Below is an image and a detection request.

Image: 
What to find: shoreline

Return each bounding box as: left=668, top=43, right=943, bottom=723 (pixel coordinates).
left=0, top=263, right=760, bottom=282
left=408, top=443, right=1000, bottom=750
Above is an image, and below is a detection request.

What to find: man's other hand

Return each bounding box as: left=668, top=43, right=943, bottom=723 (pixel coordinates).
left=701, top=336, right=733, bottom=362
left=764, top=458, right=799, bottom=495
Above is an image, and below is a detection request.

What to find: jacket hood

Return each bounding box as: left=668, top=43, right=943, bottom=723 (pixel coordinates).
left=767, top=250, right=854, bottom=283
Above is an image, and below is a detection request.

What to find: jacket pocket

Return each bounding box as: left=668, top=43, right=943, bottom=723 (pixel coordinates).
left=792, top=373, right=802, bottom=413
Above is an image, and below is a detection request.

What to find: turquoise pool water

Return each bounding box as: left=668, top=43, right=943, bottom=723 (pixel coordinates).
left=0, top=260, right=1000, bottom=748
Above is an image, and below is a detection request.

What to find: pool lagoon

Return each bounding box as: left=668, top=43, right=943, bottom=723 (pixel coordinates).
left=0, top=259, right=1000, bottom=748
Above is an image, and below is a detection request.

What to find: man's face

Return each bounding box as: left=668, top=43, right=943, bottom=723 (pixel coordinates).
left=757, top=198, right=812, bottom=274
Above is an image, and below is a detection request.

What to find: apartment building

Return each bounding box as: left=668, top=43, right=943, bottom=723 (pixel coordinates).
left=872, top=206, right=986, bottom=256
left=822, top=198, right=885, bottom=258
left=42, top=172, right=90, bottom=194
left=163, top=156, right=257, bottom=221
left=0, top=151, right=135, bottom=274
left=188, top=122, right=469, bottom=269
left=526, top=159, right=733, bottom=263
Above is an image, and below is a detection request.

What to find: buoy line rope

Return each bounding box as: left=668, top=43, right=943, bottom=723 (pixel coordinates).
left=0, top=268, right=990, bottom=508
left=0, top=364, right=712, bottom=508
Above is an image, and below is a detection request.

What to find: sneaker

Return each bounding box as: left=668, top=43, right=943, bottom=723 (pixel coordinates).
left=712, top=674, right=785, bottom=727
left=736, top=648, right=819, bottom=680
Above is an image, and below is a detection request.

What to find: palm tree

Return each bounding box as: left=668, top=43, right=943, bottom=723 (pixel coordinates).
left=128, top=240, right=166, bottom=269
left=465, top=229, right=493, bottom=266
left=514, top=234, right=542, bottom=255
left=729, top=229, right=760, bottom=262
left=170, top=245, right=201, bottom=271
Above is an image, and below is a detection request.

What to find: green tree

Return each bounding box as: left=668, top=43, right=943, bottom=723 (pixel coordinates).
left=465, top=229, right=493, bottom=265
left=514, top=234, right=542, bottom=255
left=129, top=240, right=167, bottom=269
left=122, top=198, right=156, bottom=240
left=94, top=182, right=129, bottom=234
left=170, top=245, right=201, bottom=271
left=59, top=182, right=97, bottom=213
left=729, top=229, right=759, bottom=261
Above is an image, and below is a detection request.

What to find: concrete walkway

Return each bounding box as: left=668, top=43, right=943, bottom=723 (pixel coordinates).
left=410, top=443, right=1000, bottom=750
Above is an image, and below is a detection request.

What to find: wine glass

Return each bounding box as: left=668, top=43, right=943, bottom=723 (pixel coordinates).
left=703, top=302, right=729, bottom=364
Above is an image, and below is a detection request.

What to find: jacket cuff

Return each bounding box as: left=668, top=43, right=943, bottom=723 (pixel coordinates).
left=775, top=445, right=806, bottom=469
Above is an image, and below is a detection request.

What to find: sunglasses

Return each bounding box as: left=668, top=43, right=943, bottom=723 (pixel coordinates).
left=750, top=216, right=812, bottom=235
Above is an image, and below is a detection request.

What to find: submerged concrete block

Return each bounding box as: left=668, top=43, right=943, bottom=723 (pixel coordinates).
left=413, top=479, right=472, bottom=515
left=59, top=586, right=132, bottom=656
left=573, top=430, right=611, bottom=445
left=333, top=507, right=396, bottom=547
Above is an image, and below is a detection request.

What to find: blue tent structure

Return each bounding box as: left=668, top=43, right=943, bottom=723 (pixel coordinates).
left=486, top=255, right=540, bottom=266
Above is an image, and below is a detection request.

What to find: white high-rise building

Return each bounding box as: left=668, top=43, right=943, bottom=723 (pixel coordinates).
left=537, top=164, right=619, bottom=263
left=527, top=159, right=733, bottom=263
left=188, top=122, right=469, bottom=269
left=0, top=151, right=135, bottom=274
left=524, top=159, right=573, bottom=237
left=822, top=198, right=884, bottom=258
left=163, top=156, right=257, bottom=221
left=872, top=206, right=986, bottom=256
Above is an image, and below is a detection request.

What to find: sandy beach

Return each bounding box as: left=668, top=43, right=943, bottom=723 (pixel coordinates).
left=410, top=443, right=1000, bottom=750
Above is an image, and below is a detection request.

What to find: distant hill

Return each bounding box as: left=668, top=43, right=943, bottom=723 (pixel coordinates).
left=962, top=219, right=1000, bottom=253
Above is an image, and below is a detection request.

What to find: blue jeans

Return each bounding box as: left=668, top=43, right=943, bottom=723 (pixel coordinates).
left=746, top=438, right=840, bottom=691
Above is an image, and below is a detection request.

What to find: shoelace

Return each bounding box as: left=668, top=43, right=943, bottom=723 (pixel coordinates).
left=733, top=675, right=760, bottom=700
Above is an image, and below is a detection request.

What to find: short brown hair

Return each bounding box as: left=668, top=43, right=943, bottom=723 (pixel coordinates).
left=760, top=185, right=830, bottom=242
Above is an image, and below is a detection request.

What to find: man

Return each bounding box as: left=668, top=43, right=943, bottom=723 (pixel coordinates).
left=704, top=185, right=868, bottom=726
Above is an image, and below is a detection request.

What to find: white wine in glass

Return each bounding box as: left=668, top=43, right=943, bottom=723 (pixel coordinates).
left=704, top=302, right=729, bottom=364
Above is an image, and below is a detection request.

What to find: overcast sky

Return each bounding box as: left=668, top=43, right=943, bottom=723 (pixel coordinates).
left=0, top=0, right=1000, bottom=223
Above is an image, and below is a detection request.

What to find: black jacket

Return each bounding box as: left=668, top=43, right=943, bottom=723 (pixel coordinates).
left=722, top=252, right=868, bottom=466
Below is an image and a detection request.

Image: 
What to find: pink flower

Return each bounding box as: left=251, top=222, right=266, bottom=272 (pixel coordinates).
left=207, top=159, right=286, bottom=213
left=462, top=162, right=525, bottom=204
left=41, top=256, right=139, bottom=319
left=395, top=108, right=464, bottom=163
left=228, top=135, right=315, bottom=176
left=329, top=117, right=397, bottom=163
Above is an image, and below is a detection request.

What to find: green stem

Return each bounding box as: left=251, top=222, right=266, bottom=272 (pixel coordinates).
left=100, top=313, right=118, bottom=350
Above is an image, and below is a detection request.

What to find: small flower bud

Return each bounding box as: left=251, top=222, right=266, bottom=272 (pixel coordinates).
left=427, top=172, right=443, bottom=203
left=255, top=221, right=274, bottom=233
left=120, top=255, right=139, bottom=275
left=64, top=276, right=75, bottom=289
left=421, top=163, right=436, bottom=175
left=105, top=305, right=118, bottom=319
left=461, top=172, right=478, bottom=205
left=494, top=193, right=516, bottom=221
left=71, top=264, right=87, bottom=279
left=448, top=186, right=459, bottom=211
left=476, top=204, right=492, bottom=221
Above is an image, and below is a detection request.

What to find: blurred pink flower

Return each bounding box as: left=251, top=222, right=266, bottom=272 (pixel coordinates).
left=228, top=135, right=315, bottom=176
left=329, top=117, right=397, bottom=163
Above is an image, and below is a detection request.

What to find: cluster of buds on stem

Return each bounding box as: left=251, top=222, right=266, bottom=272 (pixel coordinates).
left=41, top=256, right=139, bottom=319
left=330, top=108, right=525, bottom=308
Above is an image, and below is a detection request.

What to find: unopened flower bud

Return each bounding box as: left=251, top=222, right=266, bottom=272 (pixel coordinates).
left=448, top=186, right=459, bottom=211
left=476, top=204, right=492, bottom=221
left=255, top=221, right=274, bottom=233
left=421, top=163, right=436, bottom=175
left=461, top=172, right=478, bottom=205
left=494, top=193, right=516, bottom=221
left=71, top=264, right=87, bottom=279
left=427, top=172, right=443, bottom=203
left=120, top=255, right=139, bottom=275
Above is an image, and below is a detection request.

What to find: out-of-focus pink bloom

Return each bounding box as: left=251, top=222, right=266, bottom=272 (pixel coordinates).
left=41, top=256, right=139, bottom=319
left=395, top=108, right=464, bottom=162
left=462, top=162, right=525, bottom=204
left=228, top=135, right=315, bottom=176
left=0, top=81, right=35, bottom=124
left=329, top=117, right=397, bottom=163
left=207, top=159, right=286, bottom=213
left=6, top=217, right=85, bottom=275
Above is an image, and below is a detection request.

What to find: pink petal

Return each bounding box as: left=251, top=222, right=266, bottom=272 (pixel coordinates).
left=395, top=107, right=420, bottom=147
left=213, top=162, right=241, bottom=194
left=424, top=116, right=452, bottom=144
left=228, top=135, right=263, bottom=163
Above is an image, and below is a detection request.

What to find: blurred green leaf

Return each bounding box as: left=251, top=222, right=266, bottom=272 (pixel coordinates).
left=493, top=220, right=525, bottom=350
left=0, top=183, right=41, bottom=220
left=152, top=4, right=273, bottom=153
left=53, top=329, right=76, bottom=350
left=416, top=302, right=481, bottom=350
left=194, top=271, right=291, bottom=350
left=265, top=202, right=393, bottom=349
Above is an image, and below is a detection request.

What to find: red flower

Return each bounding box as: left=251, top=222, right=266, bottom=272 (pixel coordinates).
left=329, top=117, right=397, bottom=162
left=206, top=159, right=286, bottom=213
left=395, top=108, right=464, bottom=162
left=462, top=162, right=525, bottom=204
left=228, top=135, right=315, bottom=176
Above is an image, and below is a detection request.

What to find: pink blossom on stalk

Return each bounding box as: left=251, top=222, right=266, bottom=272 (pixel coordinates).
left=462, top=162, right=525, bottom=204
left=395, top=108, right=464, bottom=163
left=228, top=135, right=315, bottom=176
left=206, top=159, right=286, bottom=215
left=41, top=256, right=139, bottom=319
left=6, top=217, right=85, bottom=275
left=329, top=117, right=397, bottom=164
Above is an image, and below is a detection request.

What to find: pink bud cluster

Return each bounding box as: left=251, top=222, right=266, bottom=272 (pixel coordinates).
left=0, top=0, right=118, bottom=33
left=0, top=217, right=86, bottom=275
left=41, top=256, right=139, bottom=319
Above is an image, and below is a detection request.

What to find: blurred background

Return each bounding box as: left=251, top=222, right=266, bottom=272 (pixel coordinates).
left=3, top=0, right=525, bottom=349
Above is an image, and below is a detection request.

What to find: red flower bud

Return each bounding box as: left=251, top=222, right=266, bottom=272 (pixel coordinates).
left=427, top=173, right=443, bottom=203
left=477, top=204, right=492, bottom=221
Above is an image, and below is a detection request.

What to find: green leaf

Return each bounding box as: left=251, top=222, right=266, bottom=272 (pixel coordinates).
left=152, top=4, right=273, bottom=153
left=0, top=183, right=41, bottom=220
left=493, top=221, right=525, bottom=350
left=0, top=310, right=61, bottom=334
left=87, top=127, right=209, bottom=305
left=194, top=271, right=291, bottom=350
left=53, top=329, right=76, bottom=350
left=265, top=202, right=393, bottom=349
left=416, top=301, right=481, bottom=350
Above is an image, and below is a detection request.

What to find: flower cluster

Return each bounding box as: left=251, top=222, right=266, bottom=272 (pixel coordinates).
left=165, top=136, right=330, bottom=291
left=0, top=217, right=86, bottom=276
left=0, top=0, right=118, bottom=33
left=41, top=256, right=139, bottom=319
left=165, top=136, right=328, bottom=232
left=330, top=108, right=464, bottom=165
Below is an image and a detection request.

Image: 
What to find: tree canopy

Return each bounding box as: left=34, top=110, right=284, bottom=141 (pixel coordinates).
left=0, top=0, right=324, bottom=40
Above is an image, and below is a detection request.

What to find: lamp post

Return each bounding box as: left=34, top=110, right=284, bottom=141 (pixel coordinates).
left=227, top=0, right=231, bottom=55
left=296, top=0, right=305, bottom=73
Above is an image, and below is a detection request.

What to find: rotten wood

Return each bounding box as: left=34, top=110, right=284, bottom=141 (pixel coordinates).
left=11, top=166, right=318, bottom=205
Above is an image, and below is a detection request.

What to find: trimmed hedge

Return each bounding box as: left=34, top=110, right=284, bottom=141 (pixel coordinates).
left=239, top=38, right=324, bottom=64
-*-*-
Consignes à suivre: Repère dans la liste ci-dessus toutes les lignes où figure le mot « white » et recopie-les.

Corrigé de l'exercice:
What to find: white high-rise building
What to find: white wine in glass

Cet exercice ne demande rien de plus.